■ Text block:
== Segment start ==
The age of the 'children' spanned a period of almost 20 years. In their own turn, they all went to school and out into different experiences and exposures in the world. They learned a lot about money and belongings, about saving and coveting and hoarding, about stealing and grabbing and bullying, about selfishness and impatience, about appearances and luxury, about bragging and boastfulness.
They learned that saadhus do not exist in the real world, that those who came in expectation of a simple meal and a handful of grain were useless beggars who were too lazy to work for a living, they learned that wealth was best accumulated by taking away from the hapless and the meek.
They learned that contentment was a sin, sound health was a lie, charity was a fashionable thing to be paraded and used as building material for big bubbles of ego.
They learned that saadhus, jogies, snake charmers, raoming acrobats, even simple passers by who stopped for a drink of water at a hand-pump or an afternoon in the shade of a tree were to be chased away as loafers and prospective thieves.
== Segment end ==
■ Extracted material:
== Segment start ==
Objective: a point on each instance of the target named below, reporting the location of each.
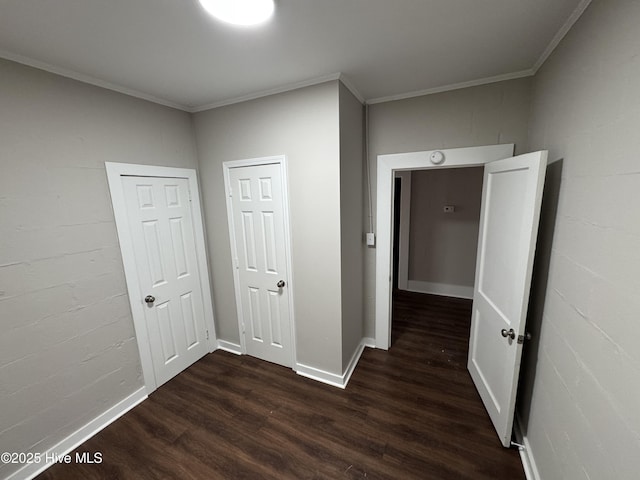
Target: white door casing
(257, 210)
(387, 166)
(161, 237)
(511, 199)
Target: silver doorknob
(509, 333)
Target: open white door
(511, 198)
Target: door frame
(281, 161)
(388, 165)
(114, 172)
(405, 228)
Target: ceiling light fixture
(239, 12)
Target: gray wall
(67, 348)
(303, 125)
(442, 246)
(580, 399)
(485, 115)
(351, 222)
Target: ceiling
(172, 52)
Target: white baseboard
(230, 347)
(320, 375)
(448, 290)
(369, 342)
(526, 456)
(333, 379)
(81, 435)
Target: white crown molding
(80, 77)
(266, 93)
(555, 41)
(453, 86)
(352, 88)
(575, 15)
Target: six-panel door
(259, 233)
(160, 219)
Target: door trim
(281, 161)
(405, 229)
(387, 166)
(114, 172)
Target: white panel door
(257, 206)
(161, 225)
(511, 198)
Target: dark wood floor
(409, 413)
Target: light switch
(371, 239)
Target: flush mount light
(239, 12)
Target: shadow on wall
(539, 280)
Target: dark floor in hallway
(409, 413)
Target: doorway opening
(388, 165)
(437, 223)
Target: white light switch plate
(371, 239)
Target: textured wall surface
(67, 348)
(485, 115)
(442, 246)
(579, 401)
(351, 223)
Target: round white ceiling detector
(437, 157)
(240, 12)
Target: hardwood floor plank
(409, 413)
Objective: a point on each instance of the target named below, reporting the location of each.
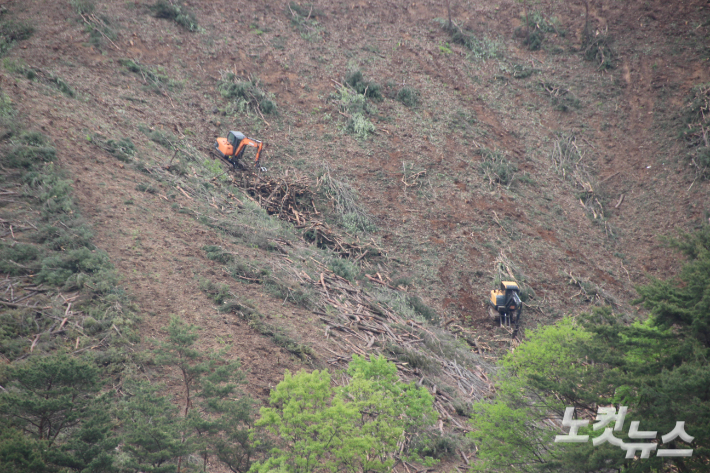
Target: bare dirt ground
(447, 228)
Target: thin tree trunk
(448, 10)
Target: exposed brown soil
(446, 230)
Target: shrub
(561, 99)
(481, 49)
(217, 253)
(14, 260)
(16, 31)
(21, 156)
(176, 12)
(246, 95)
(408, 97)
(83, 7)
(122, 149)
(303, 17)
(496, 167)
(344, 268)
(599, 49)
(371, 90)
(154, 78)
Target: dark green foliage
(83, 7)
(71, 268)
(245, 95)
(215, 415)
(145, 187)
(658, 367)
(12, 31)
(30, 152)
(432, 443)
(561, 99)
(165, 139)
(408, 96)
(54, 401)
(480, 49)
(228, 304)
(522, 72)
(153, 77)
(422, 309)
(217, 253)
(413, 359)
(304, 18)
(123, 149)
(17, 259)
(599, 49)
(152, 430)
(344, 268)
(371, 90)
(62, 86)
(305, 10)
(535, 27)
(174, 10)
(20, 454)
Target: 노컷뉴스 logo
(607, 414)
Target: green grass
(245, 95)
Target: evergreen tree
(658, 367)
(55, 402)
(214, 418)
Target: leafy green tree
(353, 428)
(388, 408)
(658, 367)
(152, 430)
(214, 418)
(55, 402)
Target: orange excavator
(232, 148)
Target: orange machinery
(232, 147)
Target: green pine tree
(658, 367)
(55, 402)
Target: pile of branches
(360, 324)
(292, 200)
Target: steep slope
(534, 165)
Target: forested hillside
(327, 308)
== Segment end ==
■ Problems and tasks:
[1] Rewrite everything from "They learned that saadhus, jogies, snake" down to "and prospective thieves." in the passage on what the children learned, putting "idlers" in place of "loafers".
[2] Extend the passage on what the children learned out in the world, starting after its final sentence.

■ Expected outputs:
[1]
They learned that saadhus, jogies, snake charmers, raoming acrobats, even simple passers by who stopped for a drink of water at a hand-pump or an afternoon in the shade of a tree were to be chased away as idlers and prospective thieves.

[2]
The right of one man to share the food of another, the right of one being to share the earth with another, the right to be happy, the commitment to co-exist, were relegated to trash and replaced by a greed that, in turn, bred suspicion and insecurity.
Mankind lost faith in the natural order of things, in the irrefutable occurrences of birth, death, illness, wellness, prosperity, adversity, coming and going.
The clock kept ticking.
x x x x x x x x x x
She sat in a corner of the porch outside the huge Real Canadian Superstore, a young girl, maybe in her early twenties. A roughly torn piece of cardboard in front of her bore the scrawled words, "Any help will be appreciated."
One of the children, almost 60 now, stopped before her, "Can I get you anything from inside?"
"Uh, yeah! Something to eat?
"Anything in particular?"
"Ye-yes; a box of cereal? Any cereal?"
All other sounds around them seemed to fade away, and his voice was even gentler, “Anything else? Can I get you anything else?"
" Uh..a..a sandwich, maybe?"
"Sure. Why don't you just come into the store with me? Pick up whatever you want and I'll pay for it; I'll be happy to."
"No, they don’t like us going in."
A lump in my throat, vision blurring. Deja vu. I had heard the same words from a poor girl with handicapped legs outside a place of worship and much-touted charitable food back home.
“Will you get me a jar of Nutella?"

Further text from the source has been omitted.